**SÉRIE DE TÂCHES**.
a: Selon l'extrait sur la cigarette électronique, qu'a décidé le Parlement européen ce mardi ?
b: Reprenez l'extrait sur la cigarette électronique après sa dernière phrase.

L’e-cigarette en vente libre: «avec des restrictions, des contrôles» (Libération)

8 OCTOBRE 2013 À 10:41

TCHAT Le Parlement européen a décidé ce mardi que la cigarette électronique ne sera pas vendue en pharmacies. Michèle Rivasi, eurodéputée EE-LV, partisane d’un encadrement plus strict à répondu à vos questions.

Jean B. Le marché de la vente de cigarettes électroniques est très porteur dans toute l’Union européenne. Dans cette période de marasme économique, le Parlement a-t-il tenu compte de cet aspect? qu’en pensez-vous?

Michèle Rivasi. Le Parlement européen a voté en faveur du marché, puisqu’il n’y a pas d’autorisation de mise sur le marché allégé, tel que la Commission et les Verts le demandaient. Cela veut dire, que l’on ne fait confiance qu’aux marchés, qu’à l’économique, et qu’on n’a pas pris les précautions sur l’aspect sanitaire. Le contrôle se fera en aval, et pas en amont.

Parfait. Le Parlement a exclu la vente de l’e-cigarette en pharmacie? qu’en pensez-vous?

Michèle Rivasi. Je trouve que c’est une erreur, dans la mesure où la vente en pharmacies demandait à ce qu’il y ait des études en amont.

(Données de pointage de régions)
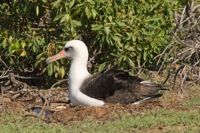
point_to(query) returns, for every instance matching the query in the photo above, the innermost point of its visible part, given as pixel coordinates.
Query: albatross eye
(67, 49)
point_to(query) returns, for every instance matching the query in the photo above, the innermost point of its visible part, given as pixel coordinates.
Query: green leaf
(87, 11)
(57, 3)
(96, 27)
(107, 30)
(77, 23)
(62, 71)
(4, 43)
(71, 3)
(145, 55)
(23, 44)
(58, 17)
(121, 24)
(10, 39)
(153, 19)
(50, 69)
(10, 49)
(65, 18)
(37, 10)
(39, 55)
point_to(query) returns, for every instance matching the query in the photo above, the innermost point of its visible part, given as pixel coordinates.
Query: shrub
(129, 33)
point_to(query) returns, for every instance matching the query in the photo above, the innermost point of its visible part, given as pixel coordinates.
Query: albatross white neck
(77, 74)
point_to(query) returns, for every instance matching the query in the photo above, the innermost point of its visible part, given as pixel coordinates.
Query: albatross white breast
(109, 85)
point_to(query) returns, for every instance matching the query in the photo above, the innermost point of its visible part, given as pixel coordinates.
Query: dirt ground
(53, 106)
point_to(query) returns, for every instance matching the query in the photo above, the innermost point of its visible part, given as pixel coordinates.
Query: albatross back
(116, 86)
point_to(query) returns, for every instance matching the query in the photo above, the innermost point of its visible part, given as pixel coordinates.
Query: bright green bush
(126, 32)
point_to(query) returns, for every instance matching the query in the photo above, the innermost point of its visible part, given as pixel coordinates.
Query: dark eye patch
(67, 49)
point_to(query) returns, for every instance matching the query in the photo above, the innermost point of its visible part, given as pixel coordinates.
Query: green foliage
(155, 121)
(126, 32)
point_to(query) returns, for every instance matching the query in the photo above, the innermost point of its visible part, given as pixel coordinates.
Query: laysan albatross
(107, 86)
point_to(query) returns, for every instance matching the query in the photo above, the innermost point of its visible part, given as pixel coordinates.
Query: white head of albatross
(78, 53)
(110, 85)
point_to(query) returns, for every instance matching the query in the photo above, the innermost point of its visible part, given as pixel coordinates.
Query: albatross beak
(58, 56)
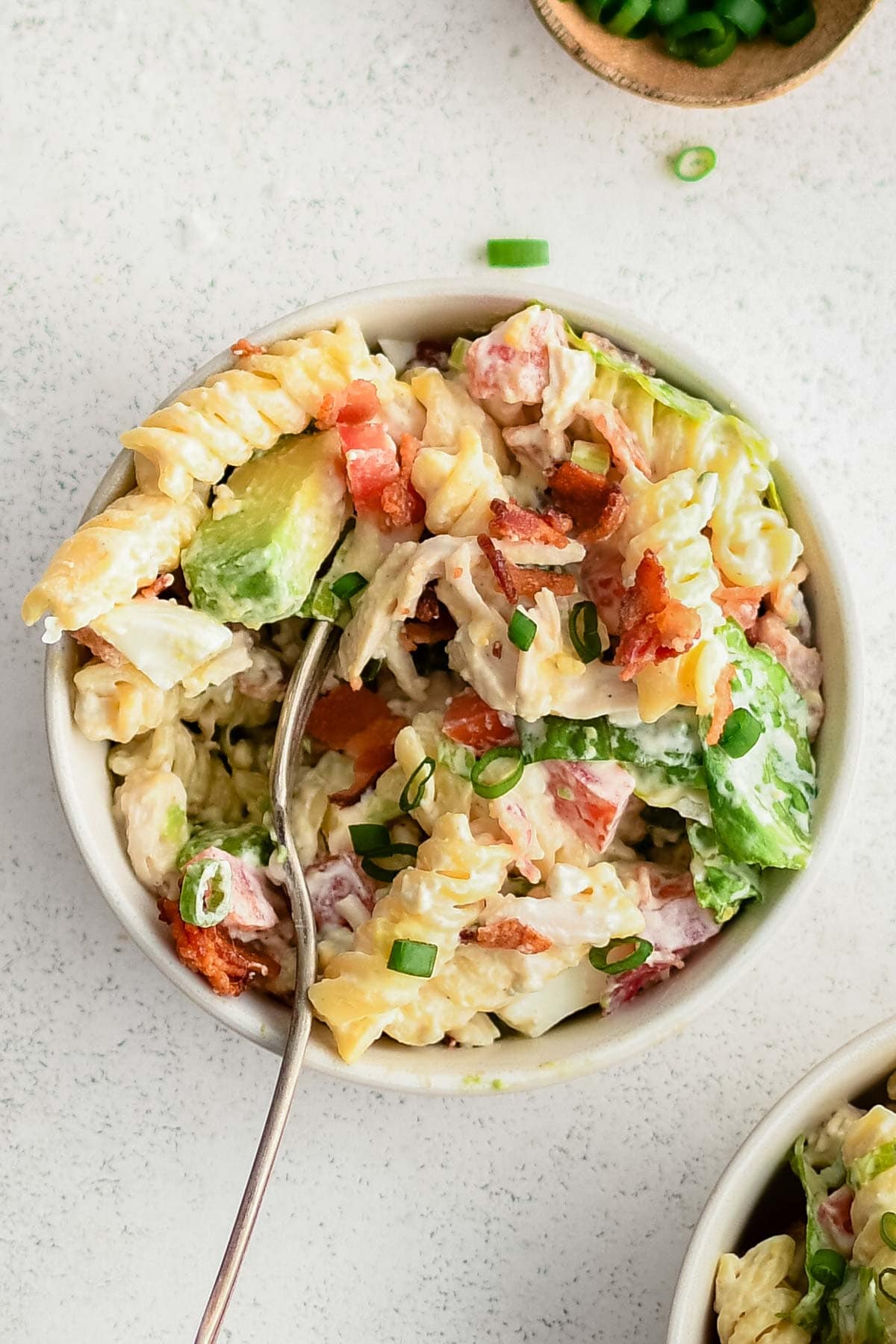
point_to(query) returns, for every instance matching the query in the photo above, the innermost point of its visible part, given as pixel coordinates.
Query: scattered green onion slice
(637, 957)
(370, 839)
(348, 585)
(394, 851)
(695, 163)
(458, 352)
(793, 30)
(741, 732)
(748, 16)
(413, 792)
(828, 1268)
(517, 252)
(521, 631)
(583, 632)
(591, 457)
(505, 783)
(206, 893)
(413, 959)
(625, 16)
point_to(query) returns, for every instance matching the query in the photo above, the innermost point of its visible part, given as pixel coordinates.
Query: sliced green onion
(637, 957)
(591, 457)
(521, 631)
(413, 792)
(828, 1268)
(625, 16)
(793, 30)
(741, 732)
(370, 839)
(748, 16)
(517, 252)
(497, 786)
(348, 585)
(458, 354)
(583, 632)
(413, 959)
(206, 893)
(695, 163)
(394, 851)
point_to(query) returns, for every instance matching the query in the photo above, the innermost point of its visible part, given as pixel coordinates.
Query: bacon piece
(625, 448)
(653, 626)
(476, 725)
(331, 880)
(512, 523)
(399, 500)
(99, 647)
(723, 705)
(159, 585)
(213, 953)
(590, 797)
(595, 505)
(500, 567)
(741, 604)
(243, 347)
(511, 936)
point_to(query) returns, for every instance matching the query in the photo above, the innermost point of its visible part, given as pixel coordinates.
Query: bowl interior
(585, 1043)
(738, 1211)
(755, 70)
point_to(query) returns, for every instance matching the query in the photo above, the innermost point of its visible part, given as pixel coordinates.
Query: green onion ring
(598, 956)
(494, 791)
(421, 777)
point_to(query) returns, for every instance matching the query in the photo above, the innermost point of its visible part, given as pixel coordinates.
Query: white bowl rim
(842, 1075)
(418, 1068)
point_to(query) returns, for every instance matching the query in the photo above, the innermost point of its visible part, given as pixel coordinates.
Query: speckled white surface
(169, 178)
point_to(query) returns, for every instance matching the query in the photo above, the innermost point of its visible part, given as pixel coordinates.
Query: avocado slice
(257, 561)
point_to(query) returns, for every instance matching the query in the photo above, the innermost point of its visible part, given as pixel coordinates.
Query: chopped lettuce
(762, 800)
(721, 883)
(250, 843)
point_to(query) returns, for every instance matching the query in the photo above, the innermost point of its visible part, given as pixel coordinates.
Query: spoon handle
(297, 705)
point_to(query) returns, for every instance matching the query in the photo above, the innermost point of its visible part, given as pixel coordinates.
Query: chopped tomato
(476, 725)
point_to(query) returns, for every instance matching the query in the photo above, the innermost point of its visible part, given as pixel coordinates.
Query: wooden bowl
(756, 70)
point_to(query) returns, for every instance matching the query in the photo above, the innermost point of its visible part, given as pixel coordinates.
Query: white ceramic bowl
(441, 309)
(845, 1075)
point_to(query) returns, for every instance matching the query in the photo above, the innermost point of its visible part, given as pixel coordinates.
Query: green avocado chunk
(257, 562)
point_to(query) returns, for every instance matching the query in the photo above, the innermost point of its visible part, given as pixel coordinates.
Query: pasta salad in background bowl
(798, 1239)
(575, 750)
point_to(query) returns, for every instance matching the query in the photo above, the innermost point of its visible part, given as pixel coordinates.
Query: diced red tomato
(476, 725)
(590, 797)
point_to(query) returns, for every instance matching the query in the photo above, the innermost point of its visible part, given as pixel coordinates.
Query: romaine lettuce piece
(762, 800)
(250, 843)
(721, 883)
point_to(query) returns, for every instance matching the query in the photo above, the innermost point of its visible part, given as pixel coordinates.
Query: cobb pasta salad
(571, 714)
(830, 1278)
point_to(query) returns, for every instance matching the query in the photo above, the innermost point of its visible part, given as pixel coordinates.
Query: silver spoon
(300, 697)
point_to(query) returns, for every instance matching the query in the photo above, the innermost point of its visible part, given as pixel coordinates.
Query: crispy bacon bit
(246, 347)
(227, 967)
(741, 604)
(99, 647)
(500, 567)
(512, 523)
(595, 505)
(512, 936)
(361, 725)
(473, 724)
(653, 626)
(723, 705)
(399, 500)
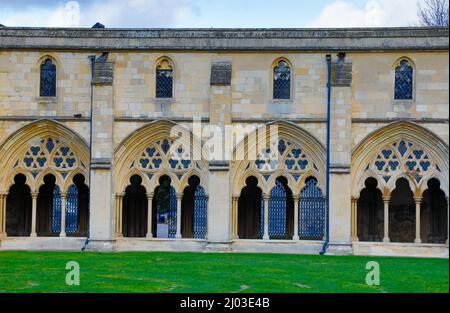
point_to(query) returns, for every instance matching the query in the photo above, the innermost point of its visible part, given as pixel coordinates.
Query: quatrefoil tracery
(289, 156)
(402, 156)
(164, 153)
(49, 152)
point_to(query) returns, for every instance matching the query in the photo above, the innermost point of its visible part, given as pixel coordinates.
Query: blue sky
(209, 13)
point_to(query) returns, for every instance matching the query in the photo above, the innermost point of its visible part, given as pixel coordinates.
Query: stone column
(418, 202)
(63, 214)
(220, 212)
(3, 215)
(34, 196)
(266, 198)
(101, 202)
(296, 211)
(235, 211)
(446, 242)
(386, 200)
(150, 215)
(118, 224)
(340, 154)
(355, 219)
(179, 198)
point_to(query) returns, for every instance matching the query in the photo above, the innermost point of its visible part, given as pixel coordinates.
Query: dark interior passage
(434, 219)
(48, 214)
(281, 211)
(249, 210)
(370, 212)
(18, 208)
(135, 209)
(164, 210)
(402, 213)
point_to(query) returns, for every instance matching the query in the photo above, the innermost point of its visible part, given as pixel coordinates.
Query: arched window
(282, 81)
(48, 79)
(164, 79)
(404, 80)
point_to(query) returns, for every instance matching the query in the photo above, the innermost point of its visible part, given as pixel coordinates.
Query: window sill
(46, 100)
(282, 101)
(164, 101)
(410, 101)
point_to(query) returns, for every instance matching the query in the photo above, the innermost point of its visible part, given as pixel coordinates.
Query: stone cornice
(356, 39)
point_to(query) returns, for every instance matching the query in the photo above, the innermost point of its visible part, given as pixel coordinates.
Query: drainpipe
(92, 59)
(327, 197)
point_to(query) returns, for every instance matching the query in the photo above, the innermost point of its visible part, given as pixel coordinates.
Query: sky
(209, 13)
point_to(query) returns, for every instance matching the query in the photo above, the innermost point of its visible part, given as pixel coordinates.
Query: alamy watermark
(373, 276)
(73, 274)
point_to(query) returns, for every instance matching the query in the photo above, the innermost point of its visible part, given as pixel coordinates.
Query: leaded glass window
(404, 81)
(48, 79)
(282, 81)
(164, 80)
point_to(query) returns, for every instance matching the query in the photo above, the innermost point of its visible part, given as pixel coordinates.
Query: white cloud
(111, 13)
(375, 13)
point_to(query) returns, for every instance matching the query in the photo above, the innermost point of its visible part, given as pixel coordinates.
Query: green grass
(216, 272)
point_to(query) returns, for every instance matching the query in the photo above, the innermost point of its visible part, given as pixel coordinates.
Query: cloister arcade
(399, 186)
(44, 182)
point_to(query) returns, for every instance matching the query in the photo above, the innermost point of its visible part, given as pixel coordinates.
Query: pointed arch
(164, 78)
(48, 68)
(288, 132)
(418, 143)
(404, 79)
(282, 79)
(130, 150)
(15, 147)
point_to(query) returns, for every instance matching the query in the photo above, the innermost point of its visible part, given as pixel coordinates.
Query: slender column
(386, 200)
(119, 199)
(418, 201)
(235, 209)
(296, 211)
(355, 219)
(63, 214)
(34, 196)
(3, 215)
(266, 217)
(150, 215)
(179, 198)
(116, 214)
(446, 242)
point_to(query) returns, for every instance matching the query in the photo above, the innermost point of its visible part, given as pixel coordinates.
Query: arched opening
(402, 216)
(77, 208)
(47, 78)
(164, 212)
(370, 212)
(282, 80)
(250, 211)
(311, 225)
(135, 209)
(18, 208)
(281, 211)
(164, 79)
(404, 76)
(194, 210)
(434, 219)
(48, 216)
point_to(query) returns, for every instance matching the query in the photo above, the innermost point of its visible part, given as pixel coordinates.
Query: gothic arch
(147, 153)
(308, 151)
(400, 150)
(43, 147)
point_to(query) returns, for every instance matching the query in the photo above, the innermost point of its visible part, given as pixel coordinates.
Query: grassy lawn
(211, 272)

**RÉSULTATS DES EXERCICES**.
a: La cigarette électronique ne sera pas vendue en pharmacies.

b:
Raphaël. Je fumais 30 cigarettes / jour. J’en suis à 3 et je vapote. Ma santé va mieux… N’est-ce pas tout simplement une histoire de gros sous ?
Mibion. Ceci est un simple témoignage portant sur plusieurs de mes proches, accros au tabac depuis des années, qui ont cessé de fumer en se mettant à l’e-cigarette. Pas un seul retour au tabac depuis 3 mois…

M. R. Je suis d’accord avec vous, la cigarette électronique peut diminuer la consommation et même contribuer à l’arrêt du tabac. La seule chose que l’on demandait c’est qu’il y ait un contrôle plus conséquent sur la fabrication de ces cigarettes électroniques et un contrôle sur le liquide contenant de la nicotine. Les choses ne sont pas incompatibles.

Alice. Sait-on si l’e-cigarette incite les jeunes à fumer? Qu’a prévu le Parlement européen pour limiter le vapotage des plus jeunes?

M. R. On ne pourra pas vendre des cigarettes électroniques au moins de 18 ans. Les fabricants et les importateurs devront soumettre aux autorités compétentes une liste de tous les ingrédients qu’elles contiennent, avec interdiction de publicité. Pour l’instant, il n’y a pas d’étude précise qui indique que des jeunes qui commencent à la cigarette électronique ne vont pas être attirés par le tabac.

Vapoteur. La nocivité de l’e-cigarette est-elle prouvée? des études (fiables) ont-elles été menées?

M. R. Il y a quelques études qui montrent que la cigarette électronique produit des molécules toxiques, mais on n’a pas assez de recul. Pour ma part, je pense que c’est moins toxique que la cigarette, mais ce n’est pas une raison pour ne pas en savoir davantage.

Marius. La Commission européenne a-t-elle prévu de bannir les cigarettes parfumées?

M. R. Il y aura interdiction d’utiliser des saveurs, comme le chocolat, la vanille ou autres. Et le menthol sera interdit seulement au bout de huit ans.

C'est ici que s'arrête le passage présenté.